_SUPPLIED RECORDS_

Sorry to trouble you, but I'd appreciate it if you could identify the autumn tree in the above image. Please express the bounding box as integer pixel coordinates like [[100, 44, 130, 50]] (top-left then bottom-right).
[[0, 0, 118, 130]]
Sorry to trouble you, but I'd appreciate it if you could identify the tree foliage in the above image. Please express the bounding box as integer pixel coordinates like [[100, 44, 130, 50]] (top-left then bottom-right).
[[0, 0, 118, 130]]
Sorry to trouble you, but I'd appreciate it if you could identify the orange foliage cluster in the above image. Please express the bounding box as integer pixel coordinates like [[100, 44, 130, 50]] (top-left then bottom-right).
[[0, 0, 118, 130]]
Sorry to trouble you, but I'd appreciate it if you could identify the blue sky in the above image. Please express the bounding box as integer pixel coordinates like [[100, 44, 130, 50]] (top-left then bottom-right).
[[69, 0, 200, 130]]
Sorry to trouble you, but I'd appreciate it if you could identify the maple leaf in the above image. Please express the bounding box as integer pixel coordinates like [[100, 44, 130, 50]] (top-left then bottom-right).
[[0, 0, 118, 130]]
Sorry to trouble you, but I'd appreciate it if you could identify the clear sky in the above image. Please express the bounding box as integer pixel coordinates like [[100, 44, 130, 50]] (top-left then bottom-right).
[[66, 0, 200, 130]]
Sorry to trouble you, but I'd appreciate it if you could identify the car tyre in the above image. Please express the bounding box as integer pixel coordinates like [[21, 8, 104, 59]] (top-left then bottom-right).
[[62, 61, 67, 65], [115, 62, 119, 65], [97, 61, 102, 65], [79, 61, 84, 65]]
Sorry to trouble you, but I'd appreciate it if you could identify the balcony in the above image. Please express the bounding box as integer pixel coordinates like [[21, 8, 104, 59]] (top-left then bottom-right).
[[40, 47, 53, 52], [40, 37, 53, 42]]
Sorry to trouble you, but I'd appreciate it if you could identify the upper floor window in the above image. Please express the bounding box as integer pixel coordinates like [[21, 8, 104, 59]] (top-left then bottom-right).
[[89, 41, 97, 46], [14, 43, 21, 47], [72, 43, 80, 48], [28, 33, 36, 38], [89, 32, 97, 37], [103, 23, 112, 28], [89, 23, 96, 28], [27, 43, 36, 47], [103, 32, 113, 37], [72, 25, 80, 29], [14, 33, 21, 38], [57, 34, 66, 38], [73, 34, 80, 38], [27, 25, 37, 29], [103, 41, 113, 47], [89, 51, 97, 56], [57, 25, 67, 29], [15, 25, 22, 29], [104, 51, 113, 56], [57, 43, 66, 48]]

_WHAT YOU HAVE TO DO_
Copy the items starting with the line that contains "identify the car" and going on through the line that contains "[[40, 47, 53, 52], [40, 37, 53, 42]]", swapping "tyre" for "tire" and leaving everything else unchanged.

_FINAL ANSWER_
Sorry to trouble you, but I'd appreciate it if you could identify the car tire in the above image. Please express the bounding box as integer pixel coordinates like [[21, 8, 104, 59]] (top-left then bottom-right).
[[62, 61, 67, 65], [115, 62, 119, 65], [97, 61, 102, 65], [79, 61, 84, 65]]
Sorry to trouble you, but I'd appreciate it if you could identify the balcony in the above image. Please express the bounding box as integer pixel coordinates like [[21, 8, 104, 59]] (top-left then bottom-right).
[[40, 47, 53, 52], [40, 37, 53, 42]]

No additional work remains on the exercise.